Search the records for "puddle". Copy every line where it appears.

==================================================

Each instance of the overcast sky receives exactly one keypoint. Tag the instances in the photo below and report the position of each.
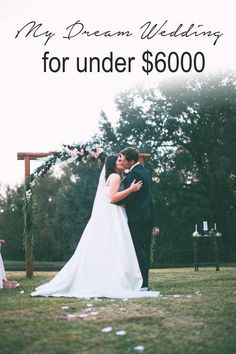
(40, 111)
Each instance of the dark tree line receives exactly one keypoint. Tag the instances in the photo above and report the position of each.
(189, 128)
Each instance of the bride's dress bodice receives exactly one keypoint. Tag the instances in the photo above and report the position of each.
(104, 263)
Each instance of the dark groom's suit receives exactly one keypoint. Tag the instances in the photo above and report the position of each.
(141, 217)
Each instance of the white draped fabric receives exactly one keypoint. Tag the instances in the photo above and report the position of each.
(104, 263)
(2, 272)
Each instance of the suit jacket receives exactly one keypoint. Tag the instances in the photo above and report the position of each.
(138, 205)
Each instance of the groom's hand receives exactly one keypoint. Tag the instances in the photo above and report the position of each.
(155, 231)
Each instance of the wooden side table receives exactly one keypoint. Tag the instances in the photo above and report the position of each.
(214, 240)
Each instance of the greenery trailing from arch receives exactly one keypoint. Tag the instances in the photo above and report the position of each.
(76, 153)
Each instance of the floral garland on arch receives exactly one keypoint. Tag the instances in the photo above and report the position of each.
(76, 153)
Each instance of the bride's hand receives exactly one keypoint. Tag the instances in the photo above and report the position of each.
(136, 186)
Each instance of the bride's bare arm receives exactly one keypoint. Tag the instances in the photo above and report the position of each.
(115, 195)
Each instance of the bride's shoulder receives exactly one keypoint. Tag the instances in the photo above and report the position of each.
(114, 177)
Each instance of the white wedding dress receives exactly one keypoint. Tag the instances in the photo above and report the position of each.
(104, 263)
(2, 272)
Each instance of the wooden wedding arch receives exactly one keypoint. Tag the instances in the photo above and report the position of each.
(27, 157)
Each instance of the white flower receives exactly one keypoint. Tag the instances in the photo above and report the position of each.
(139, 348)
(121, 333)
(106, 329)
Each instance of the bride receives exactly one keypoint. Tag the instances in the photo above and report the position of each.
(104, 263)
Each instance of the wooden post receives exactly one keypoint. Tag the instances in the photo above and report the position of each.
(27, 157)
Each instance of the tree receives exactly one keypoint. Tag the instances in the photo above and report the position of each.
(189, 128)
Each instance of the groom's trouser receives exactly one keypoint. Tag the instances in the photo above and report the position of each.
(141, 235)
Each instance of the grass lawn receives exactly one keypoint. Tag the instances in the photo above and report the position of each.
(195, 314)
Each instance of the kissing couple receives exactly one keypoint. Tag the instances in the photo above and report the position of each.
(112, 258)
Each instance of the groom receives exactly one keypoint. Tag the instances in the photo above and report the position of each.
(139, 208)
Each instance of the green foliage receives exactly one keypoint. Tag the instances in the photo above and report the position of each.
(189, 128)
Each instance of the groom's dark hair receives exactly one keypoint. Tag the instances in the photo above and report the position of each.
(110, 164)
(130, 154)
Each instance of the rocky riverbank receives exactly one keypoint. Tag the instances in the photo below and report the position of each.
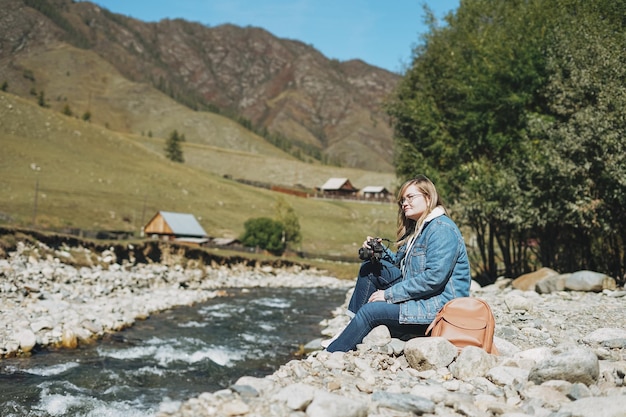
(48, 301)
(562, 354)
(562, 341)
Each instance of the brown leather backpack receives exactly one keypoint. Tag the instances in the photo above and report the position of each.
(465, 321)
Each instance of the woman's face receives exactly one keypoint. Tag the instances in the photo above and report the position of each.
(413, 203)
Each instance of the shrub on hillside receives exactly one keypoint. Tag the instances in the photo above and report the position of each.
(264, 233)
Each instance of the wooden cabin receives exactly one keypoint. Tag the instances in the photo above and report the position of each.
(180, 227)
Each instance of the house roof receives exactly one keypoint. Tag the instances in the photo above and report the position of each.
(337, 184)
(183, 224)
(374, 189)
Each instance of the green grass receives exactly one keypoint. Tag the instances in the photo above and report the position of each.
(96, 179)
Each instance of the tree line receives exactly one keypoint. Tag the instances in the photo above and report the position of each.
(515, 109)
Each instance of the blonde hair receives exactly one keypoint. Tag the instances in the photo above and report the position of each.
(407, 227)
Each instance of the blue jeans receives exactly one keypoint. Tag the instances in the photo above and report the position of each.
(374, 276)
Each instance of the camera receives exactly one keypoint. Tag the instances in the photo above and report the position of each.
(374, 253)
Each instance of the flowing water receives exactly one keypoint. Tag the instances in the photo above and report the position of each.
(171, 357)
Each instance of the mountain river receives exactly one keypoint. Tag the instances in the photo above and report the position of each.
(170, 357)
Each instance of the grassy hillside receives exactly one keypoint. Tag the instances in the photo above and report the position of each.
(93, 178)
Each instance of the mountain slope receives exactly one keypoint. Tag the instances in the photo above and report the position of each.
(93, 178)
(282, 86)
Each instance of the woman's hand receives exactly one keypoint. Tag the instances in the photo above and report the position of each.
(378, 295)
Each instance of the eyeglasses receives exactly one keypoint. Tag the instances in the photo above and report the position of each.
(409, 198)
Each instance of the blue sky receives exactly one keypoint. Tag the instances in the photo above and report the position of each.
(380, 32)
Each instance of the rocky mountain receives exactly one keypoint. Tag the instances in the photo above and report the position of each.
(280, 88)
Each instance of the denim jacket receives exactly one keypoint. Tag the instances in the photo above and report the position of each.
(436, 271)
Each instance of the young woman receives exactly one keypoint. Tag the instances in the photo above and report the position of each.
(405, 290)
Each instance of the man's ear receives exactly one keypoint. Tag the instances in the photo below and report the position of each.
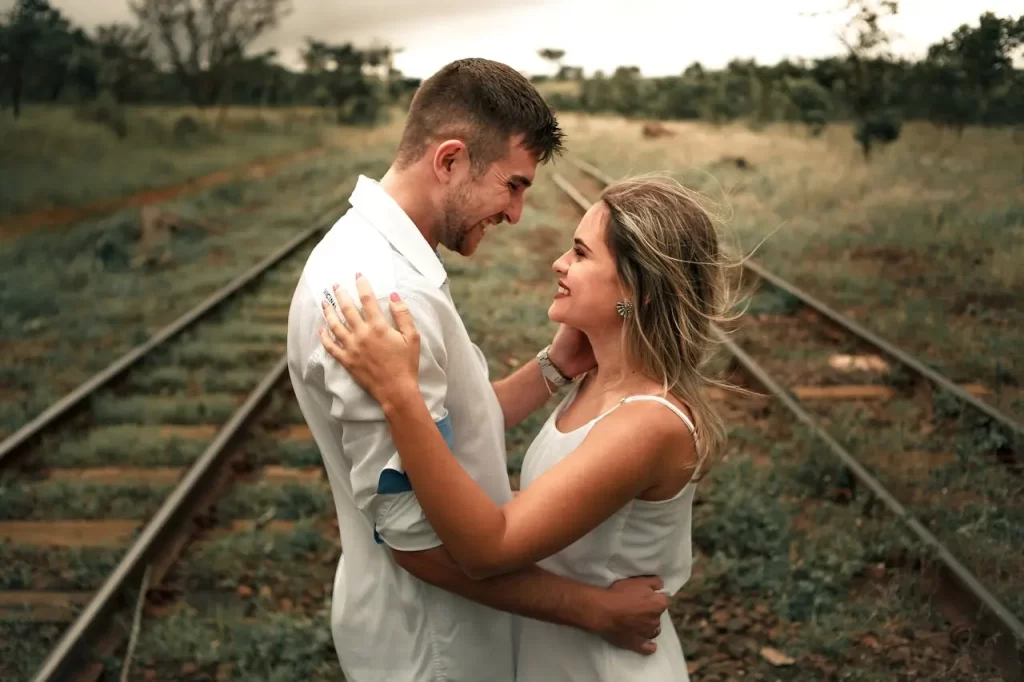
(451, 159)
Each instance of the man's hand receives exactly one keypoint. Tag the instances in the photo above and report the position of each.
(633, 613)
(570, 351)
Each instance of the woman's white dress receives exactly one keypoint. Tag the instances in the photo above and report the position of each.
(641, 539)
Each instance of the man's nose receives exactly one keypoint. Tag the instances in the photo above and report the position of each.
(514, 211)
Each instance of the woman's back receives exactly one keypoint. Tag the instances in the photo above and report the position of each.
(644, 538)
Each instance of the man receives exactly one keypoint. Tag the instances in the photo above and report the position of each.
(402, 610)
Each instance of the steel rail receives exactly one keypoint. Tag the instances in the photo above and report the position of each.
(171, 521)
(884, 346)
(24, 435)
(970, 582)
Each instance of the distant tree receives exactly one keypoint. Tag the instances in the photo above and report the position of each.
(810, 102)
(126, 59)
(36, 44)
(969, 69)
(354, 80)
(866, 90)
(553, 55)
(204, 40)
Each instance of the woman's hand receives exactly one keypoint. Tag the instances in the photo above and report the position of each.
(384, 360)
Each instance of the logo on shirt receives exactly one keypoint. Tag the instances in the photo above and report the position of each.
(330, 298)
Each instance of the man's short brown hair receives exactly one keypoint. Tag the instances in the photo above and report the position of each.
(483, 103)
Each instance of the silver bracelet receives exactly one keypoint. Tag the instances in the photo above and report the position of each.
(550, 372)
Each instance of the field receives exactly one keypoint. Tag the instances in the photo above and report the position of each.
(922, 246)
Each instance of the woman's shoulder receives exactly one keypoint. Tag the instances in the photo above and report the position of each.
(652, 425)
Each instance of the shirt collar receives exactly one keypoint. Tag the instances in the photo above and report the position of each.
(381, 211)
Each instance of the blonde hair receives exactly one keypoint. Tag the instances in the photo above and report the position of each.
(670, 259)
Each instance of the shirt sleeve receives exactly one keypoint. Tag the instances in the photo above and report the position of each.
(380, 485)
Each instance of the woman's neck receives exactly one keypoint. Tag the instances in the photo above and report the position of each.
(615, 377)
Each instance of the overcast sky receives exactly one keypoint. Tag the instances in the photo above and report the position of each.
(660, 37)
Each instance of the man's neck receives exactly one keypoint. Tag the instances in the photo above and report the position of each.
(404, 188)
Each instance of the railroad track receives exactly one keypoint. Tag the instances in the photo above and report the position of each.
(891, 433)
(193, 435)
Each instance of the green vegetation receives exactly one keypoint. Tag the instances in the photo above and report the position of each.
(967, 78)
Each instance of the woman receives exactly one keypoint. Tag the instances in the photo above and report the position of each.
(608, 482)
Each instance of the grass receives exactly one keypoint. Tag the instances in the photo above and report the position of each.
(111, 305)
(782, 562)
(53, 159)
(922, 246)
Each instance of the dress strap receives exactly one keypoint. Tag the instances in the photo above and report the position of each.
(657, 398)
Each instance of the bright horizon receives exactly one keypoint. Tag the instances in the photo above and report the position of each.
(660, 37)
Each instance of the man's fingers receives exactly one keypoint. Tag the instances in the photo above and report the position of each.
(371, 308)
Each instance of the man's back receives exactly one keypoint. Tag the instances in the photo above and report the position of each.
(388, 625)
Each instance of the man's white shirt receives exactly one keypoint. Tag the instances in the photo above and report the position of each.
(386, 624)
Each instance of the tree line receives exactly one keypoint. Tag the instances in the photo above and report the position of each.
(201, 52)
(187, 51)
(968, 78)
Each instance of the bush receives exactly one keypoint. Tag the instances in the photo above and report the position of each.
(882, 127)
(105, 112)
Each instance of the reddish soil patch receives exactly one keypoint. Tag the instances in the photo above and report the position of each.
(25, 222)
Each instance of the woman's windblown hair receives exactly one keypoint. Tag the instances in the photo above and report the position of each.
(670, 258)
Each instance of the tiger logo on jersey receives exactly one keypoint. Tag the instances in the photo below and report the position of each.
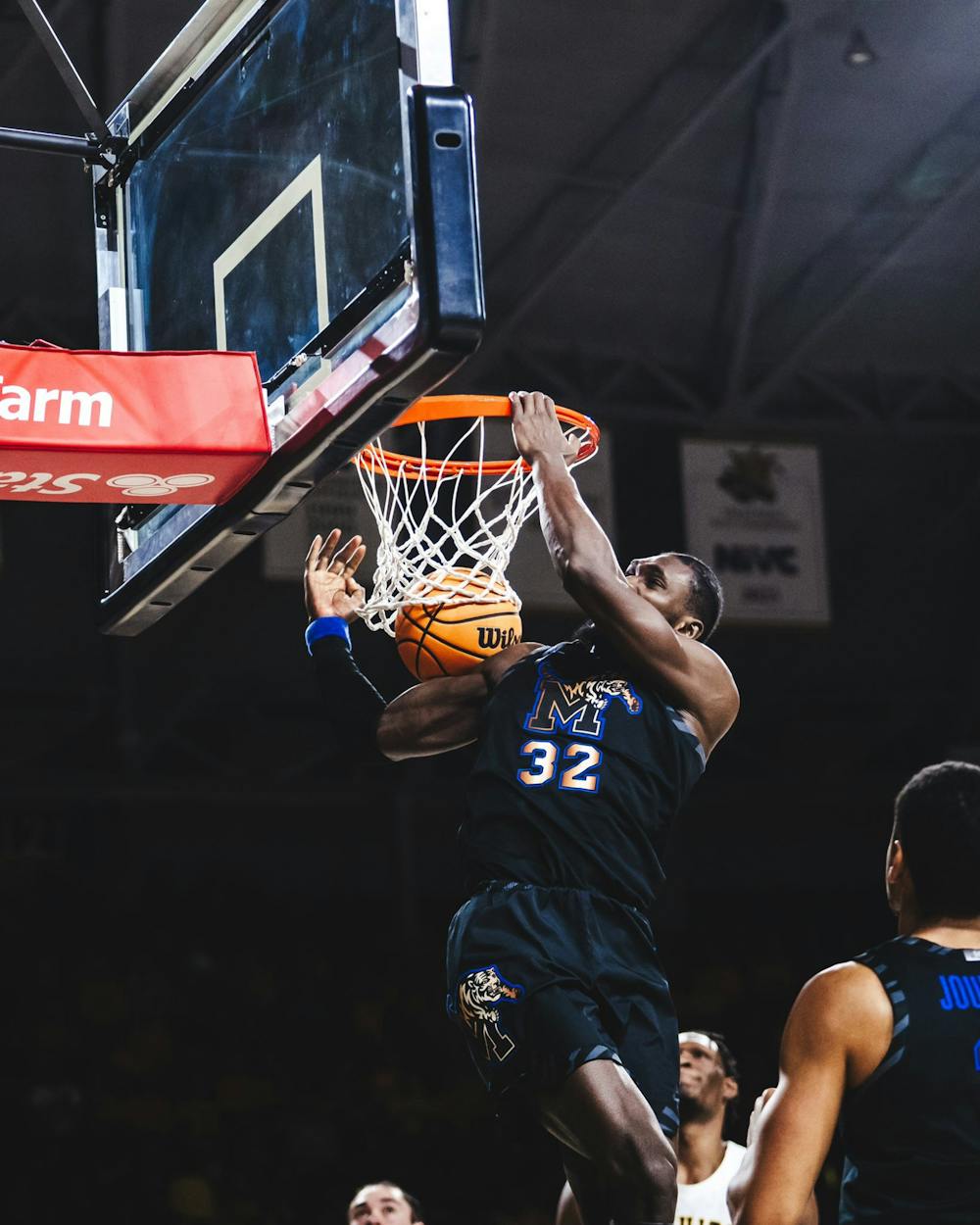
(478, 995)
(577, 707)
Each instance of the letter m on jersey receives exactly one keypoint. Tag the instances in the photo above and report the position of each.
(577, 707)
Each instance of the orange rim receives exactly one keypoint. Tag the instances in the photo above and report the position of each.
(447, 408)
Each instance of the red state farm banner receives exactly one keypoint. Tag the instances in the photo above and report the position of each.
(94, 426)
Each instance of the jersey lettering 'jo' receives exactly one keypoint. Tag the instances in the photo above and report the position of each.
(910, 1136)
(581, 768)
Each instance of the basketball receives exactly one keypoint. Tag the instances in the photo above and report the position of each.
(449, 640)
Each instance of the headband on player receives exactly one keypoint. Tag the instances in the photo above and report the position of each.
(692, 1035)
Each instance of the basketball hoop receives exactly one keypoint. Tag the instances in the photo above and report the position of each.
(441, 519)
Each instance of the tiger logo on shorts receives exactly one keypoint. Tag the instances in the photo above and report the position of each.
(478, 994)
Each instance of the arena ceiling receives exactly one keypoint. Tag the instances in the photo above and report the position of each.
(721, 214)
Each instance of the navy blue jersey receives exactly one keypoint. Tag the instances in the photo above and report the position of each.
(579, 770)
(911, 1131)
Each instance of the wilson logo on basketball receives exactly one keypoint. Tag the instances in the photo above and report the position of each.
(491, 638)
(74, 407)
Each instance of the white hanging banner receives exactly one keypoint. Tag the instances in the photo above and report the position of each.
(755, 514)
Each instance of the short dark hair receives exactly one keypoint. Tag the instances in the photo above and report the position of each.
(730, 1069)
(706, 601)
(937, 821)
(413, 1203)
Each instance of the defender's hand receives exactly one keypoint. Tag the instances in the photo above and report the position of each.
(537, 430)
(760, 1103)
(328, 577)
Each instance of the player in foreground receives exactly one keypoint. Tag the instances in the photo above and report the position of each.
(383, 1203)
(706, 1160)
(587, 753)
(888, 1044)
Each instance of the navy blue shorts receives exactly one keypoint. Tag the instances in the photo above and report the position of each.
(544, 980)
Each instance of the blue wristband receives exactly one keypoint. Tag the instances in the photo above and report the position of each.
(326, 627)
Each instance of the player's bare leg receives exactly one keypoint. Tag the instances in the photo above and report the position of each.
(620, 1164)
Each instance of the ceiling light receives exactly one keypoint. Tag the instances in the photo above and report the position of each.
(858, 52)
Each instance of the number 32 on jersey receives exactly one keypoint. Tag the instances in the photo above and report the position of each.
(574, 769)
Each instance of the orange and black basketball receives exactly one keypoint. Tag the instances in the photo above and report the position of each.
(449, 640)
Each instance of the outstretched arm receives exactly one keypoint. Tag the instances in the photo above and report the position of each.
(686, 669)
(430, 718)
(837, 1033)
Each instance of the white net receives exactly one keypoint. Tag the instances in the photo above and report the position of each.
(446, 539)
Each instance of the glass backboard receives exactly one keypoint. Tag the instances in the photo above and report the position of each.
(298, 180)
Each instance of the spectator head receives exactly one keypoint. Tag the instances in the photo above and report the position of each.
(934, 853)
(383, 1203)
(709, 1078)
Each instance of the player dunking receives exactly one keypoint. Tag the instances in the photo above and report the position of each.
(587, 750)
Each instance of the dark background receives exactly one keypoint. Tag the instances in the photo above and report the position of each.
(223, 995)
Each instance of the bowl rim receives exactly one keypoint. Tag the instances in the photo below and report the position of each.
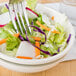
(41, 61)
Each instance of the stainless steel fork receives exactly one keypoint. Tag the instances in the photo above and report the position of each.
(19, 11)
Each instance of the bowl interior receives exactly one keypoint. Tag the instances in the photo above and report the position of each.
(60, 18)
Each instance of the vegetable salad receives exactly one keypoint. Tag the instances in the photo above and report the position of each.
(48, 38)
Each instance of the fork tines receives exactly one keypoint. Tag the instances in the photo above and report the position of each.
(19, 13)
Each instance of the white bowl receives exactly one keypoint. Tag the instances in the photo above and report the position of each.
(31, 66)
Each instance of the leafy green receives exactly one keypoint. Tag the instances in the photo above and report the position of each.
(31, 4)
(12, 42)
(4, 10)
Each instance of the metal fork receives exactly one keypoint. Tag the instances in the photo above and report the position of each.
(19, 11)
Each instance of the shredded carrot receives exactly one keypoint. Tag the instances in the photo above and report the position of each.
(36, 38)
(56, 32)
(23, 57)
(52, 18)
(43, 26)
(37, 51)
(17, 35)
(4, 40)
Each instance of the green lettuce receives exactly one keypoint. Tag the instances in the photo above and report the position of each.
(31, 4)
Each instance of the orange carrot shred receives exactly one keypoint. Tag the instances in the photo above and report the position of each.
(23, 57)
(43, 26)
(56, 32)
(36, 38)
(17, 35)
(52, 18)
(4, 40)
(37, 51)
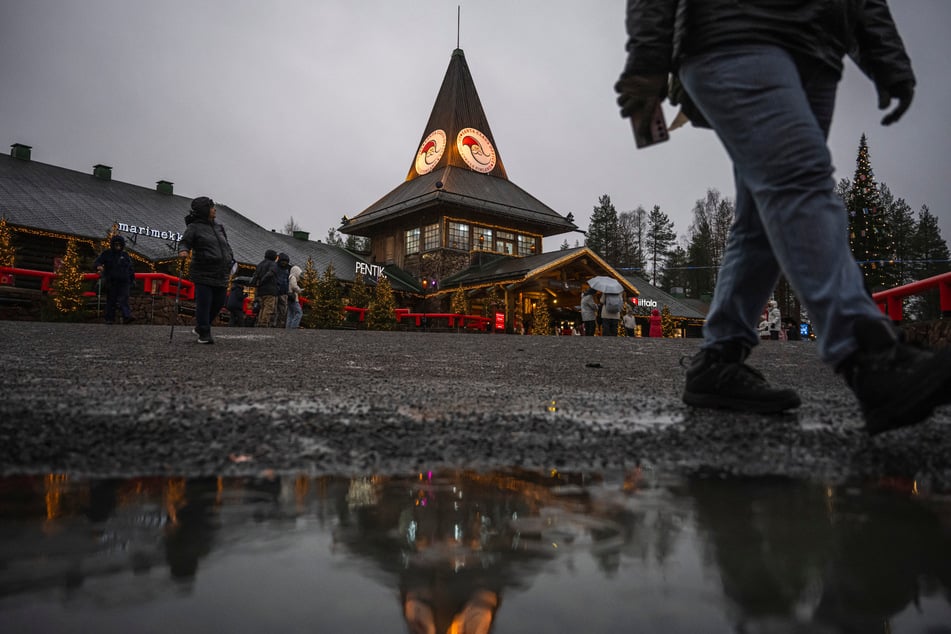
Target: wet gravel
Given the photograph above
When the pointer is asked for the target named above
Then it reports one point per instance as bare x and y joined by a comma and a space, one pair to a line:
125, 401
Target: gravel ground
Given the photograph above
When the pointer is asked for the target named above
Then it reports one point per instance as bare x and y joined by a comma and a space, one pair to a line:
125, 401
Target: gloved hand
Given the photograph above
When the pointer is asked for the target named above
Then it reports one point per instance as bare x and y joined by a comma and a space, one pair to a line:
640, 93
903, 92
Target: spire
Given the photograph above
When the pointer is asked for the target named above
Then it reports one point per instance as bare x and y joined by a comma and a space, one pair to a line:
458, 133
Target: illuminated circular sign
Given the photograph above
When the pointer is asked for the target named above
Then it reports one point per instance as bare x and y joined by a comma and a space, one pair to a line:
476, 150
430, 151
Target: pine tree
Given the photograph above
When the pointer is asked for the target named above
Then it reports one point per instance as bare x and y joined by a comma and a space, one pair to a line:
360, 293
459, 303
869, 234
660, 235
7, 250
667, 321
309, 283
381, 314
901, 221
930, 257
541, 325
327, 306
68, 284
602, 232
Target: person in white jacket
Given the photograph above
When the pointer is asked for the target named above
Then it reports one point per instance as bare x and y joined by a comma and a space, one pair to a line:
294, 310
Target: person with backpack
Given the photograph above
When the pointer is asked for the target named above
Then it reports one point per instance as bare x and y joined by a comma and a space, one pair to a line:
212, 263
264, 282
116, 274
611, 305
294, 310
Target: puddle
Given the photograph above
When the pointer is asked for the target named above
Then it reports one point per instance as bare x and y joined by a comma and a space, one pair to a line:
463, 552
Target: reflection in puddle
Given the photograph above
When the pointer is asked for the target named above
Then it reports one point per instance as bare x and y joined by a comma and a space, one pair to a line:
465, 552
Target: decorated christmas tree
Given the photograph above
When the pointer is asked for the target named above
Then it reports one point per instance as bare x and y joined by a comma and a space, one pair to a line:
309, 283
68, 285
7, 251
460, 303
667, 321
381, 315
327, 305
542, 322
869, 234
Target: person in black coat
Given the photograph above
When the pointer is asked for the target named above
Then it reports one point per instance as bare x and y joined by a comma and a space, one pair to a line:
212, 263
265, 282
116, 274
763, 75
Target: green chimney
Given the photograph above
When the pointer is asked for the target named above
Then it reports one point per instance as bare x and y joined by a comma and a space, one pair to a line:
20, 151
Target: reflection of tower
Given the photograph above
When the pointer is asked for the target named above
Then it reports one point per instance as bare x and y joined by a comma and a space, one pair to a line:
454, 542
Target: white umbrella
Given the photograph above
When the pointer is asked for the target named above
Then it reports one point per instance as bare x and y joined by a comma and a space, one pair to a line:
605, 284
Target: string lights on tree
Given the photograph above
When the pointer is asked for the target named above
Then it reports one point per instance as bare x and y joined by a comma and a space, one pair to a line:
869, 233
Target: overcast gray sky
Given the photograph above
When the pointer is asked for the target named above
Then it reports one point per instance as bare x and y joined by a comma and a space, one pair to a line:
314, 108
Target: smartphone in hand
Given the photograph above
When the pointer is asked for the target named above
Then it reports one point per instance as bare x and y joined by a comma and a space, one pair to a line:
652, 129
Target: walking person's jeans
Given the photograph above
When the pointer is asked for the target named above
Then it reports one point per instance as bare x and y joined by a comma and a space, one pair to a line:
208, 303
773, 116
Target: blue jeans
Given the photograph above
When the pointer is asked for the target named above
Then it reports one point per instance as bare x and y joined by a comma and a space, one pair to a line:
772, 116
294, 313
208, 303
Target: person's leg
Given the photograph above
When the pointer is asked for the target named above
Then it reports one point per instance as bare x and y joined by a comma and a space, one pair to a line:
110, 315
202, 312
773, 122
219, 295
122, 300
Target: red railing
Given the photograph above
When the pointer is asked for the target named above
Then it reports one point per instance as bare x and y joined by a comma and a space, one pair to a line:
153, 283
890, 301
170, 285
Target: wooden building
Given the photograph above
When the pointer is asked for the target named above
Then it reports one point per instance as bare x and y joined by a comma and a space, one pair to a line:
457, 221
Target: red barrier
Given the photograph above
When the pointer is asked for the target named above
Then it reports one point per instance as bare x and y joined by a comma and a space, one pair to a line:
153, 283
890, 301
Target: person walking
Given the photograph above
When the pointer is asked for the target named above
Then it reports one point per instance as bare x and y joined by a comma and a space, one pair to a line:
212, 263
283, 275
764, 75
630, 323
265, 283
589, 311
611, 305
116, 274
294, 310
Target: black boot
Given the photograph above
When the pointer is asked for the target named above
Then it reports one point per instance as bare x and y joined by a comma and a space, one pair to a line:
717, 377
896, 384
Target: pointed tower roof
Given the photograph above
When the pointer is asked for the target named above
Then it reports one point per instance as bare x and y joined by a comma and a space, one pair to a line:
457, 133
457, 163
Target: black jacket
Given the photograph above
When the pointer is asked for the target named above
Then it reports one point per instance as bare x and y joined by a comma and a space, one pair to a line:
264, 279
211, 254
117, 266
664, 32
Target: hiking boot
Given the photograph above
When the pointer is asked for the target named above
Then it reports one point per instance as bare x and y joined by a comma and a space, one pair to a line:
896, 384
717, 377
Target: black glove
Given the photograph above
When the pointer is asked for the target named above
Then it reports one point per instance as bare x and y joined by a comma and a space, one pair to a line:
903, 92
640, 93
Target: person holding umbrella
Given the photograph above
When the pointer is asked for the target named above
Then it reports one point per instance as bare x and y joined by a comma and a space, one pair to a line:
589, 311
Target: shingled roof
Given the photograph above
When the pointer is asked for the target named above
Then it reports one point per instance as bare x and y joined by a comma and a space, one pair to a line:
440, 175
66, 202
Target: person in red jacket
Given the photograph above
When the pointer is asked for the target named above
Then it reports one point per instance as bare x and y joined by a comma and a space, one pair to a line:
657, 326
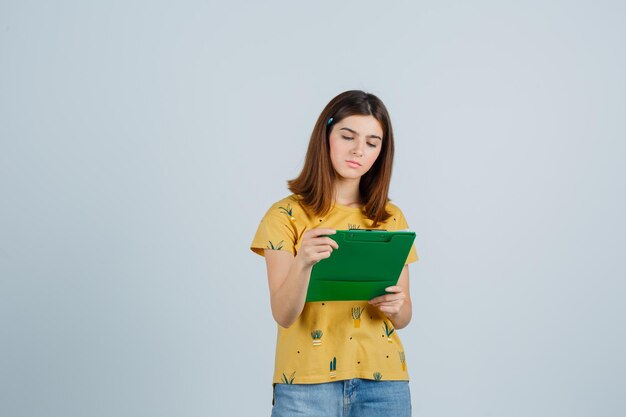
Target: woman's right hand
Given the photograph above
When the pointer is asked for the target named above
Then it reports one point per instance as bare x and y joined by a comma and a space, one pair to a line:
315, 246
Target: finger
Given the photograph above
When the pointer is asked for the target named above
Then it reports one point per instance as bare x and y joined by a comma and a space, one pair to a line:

==================================================

# Response area
Target: puddle
Target: reflection in puddle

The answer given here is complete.